## WHAT YOU WILL DO
Copy out everything in the material below from the line containing "Double-check for me: the car roof" down to the end of the material, with both ends included.

------ ENTRIES SUPPLIED

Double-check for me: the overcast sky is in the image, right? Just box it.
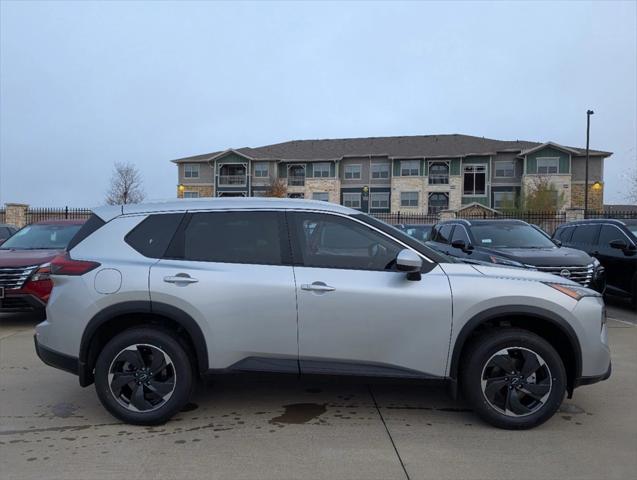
[0,0,637,206]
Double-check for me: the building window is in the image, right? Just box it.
[312,163,331,178]
[537,158,560,174]
[428,192,449,214]
[345,165,361,180]
[369,192,389,208]
[371,163,389,179]
[400,192,418,207]
[463,165,487,195]
[312,192,330,202]
[493,192,515,209]
[495,161,515,178]
[429,162,449,185]
[254,163,270,178]
[184,163,199,178]
[343,193,361,208]
[400,160,420,177]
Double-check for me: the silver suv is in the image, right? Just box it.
[35,198,610,429]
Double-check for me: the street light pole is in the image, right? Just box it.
[584,110,595,218]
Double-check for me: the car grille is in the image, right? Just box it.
[0,265,38,290]
[534,264,593,287]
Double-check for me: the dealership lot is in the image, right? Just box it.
[0,303,637,479]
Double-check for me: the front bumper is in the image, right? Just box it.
[573,363,613,388]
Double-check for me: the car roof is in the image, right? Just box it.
[557,218,637,228]
[31,219,86,225]
[93,197,360,221]
[437,218,529,227]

------------

## CORRECT RESPONSE
Double-check for me: the car roof is in the image, right? Just box it.
[557,218,637,228]
[31,219,86,225]
[93,197,360,221]
[437,218,529,227]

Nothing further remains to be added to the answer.